Start of PAGE EXTRACT

# Snow Wolf Product Catalog for 2012



## WIPensFan (Jan 31, 2009)

I received a Snow Wolf catalog in the mail today. Many new things in there, such as 5 different kinds of Wolf Paws tires, new bolt on Wolf Wings that have a trip edge, and a few other things. These are not shown on the website as of yet, but if you have some heavy equipment or skidsteers you should really give them a look. I'm gonna see if I can put a picture up of the new wings because they look cool.


----------



## StuveCorp (Dec 20, 2005)

I bought a brand new Snowwolf(8') and ran it on an 95XT and two years on an 440 skid and was not happy with it. Was not tough enough and wasn't happy with the wings but am curious about the new wings you mentioned.


----------



## WIPensFan (Jan 31, 2009)

StuveCorp;1404908 said:


> I bought a brand new Snowwolf(8') and ran it on an 95XT and two years on an 440 skid and was not happy with it. Was not tough enough and wasn't happy with the wings but am curious about the new wings you mentioned.


What wasn,t tough enough? I,m happy with mine, but it doesn't get used a ton. I will post the wing picture when my camera is done charging.


----------



## StuveCorp (Dec 20, 2005)

It seemed like everything. The wings were the worst, pinning them on and it would leave streaks between the plow and wing. I ended up bolting them to the plow and did a lot of grinding to the poly/urethane edges so they would fit tight and not leave streaks. Also added steel on both sides of the poly/urethane so we could run curbs. For the money I was really disapointed in it.


----------



## WIPensFan (Jan 31, 2009)

I had to buy curb guards for my plow as well. Without them the outside of the mold board was wearing quickly. The guards are beefy though! Had to grind them down a little to run flat with the existing edge, kind of a PITA. I never liked the look of those plastic wings, they don't look strong. New ones look better IMO.

End of PAGE EXTRACT
Start of RECORD SET

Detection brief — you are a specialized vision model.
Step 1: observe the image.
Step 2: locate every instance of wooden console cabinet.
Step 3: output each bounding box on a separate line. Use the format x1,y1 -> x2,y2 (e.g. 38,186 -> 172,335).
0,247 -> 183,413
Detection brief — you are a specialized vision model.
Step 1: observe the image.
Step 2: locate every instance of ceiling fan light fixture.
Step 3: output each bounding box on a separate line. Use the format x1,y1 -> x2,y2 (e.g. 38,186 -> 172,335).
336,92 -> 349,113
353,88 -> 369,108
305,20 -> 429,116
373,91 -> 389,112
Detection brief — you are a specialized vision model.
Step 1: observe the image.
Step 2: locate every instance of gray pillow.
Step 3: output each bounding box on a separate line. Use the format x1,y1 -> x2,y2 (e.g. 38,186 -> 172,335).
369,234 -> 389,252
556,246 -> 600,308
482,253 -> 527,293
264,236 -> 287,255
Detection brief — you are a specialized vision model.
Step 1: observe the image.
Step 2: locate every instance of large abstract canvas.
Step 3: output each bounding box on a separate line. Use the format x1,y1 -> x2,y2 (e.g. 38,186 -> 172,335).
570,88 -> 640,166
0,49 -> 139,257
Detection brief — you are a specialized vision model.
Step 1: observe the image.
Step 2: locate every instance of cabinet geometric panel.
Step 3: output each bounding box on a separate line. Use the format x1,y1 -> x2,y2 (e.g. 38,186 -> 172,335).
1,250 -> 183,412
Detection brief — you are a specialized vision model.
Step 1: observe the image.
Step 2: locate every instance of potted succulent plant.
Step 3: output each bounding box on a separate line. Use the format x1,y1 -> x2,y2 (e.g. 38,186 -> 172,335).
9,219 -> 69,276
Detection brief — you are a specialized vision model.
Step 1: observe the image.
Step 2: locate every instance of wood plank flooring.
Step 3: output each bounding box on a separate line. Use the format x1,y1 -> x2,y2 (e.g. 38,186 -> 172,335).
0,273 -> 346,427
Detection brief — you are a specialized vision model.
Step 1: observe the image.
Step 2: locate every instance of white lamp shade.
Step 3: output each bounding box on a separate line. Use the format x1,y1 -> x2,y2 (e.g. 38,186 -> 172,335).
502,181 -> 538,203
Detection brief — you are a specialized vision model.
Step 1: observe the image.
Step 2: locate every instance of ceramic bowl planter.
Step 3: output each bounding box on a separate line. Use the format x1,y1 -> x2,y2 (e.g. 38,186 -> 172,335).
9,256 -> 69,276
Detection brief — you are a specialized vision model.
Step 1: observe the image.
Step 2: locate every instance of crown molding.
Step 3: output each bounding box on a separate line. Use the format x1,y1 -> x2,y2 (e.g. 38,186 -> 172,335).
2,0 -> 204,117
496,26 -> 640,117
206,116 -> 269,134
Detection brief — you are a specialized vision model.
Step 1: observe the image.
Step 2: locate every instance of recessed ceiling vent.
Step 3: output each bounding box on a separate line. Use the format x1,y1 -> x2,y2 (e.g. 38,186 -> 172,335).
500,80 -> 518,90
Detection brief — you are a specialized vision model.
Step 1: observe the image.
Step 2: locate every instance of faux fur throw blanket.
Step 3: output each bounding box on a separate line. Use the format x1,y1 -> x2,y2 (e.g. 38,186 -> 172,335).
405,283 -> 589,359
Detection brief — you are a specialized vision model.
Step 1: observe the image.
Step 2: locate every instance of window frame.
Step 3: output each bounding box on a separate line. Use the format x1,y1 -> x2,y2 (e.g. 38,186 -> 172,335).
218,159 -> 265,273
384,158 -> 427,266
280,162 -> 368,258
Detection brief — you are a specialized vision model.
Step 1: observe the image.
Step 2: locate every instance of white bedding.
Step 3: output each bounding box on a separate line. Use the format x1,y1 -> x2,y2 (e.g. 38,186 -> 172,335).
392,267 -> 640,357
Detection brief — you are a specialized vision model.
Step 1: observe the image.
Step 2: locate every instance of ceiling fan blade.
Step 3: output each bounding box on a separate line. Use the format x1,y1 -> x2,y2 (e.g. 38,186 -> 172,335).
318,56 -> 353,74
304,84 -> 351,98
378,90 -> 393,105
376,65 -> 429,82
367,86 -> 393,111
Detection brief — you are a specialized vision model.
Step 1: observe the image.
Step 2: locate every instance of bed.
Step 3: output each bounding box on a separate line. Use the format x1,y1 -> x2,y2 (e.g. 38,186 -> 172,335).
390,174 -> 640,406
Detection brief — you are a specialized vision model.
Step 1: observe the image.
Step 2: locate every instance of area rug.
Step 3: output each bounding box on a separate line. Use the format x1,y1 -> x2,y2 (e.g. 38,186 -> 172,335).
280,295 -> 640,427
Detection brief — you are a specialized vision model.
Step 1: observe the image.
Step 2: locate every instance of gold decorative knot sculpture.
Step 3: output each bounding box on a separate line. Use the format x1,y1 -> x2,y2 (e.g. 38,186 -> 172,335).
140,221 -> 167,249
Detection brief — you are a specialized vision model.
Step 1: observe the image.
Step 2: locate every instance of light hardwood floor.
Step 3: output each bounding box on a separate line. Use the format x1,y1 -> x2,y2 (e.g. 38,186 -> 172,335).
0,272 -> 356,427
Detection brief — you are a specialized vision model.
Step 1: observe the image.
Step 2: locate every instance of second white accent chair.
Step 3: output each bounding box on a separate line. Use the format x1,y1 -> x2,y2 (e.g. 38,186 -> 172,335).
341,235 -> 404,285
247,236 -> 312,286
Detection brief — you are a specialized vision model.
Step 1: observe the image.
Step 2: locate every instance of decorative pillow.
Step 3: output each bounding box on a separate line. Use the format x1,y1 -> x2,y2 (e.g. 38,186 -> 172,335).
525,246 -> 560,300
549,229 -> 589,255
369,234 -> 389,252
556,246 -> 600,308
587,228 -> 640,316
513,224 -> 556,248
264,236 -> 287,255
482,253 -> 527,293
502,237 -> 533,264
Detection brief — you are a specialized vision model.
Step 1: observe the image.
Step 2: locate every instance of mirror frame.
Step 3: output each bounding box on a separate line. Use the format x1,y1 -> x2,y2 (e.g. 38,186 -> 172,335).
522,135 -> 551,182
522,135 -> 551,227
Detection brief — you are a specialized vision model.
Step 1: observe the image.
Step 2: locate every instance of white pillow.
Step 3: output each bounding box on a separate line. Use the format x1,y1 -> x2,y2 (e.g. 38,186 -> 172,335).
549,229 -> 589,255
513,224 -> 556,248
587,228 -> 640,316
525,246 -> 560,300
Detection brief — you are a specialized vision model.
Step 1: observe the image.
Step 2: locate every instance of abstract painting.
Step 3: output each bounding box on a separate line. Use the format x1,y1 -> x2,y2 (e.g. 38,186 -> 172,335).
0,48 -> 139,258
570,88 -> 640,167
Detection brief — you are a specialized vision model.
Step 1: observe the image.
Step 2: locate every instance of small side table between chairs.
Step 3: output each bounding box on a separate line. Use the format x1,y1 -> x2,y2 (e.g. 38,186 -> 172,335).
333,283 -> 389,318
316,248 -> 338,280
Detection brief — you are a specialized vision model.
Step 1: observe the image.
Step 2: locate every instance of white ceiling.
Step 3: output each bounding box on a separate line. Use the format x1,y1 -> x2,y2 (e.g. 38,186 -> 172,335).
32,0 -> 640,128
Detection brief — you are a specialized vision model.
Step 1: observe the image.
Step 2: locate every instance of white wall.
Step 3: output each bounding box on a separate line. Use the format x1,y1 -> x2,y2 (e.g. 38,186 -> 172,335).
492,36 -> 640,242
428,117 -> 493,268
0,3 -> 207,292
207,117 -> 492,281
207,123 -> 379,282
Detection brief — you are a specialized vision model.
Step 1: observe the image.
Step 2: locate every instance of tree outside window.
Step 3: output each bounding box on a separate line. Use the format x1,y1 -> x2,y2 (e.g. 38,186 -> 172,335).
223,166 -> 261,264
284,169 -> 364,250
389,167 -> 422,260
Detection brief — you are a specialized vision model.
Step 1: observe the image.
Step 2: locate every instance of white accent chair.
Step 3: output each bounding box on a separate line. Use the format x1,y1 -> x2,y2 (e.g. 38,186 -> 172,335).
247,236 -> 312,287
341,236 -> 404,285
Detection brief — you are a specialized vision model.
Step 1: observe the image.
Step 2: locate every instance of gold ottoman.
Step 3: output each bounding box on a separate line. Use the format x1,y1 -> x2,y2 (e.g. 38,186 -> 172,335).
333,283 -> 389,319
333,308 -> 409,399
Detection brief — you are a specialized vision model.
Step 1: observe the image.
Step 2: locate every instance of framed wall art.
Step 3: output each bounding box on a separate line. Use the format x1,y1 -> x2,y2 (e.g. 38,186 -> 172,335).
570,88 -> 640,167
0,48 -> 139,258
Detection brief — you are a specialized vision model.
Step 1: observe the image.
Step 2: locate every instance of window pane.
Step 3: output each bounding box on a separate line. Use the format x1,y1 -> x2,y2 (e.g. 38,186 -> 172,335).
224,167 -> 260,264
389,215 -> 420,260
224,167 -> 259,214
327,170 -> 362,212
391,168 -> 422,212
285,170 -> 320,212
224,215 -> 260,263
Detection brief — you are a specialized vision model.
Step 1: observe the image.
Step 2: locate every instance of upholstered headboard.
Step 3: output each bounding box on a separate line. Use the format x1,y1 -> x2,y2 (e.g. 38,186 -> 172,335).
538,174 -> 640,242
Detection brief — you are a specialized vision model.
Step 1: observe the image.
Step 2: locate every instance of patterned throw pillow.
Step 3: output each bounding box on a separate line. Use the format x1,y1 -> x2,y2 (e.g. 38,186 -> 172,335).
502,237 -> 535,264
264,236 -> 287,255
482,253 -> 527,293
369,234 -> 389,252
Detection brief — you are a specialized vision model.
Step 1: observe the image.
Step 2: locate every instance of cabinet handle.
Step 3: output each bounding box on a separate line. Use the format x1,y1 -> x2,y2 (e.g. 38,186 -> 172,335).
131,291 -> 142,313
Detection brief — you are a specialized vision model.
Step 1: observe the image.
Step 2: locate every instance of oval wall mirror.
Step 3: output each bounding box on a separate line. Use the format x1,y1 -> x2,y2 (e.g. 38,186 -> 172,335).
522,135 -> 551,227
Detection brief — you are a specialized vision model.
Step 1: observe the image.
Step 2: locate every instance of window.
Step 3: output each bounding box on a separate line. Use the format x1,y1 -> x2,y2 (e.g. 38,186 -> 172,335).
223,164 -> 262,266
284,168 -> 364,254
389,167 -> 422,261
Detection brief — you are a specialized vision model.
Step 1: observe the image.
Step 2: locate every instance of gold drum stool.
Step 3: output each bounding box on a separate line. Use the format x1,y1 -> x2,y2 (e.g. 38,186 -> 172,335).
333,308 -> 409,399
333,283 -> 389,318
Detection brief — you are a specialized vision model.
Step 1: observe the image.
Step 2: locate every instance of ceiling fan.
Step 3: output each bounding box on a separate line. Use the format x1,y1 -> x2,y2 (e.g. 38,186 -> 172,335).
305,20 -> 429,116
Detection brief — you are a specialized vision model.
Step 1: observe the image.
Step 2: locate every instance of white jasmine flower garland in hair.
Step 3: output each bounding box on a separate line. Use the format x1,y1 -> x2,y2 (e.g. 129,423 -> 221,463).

End of RECORD SET

_TASK 1_. Write out the portion of the Snow Wolf forum thread starting at "It seemed like" and ending at "look better IMO.".
_TASK 2_. Continue the Snow Wolf forum thread, beginning immediately after its final sentence.

_EXPECTED OUTPUT 1_.
It seemed like everything. The wings were the worst, pinning them on and it would leave streaks between the plow and wing. I ended up bolting them to the plow and did a lot of grinding to the poly/urethane edges so they would fit tight and not leave streaks. Also added steel on both sides of the poly/urethane so we could run curbs. For the money I was really disapointed in it.


----------



## WIPensFan (Jan 31, 2009)

I had to buy curb guards for my plow as well. Without them the outside of the mold board was wearing quickly. The guards are beefy though! Had to grind them down a little to run flat with the existing edge, kind of a PITA. I never liked the look of those plastic wings, they don't look strong. New ones look better IMO.

_EXPECTED OUTPUT 2_.
----------



## WIPensFan (Jan 31, 2009)

Here are pictures of the new trip edge wings and Wolf Paw specs.


----------



## snocrete (Feb 28, 2009)

WIPensFan;1405210 said:


> Here are pictures of the new trip edge wings and Wolf Paw specs.


Thanks for posting!! Those trip edge wings look bada$$!!

Question: Whats the difference between the 100,200, & 500 series tires?


----------



## WIPensFan (Jan 31, 2009)

snocrete;1405228 said:


> Thanks for posting!! Those trip edge wings look bada$$!!
> 
> Question: Whats the difference between the 100,200, & 500 series tires?


No problem. The wings are cool.
Yeah, that's my question too!? It only shows a picture of the two different tread patterns. I'm guessing maybe different configurations of the two tread types?? It doesn't say in the booklet, sorry.


----------



## StuveCorp (Dec 20, 2005)

Thanks for the pictures. Those wings do look sweet, extra 20" a side is very nice. If they make something to protect the edge for curb running that could be a nice set up. Wonder what the official snow carrying capacity is with the wings? Would think that could give the Kage a serious run...


----------



## NICHOLS LANDSCA (Sep 15, 2007)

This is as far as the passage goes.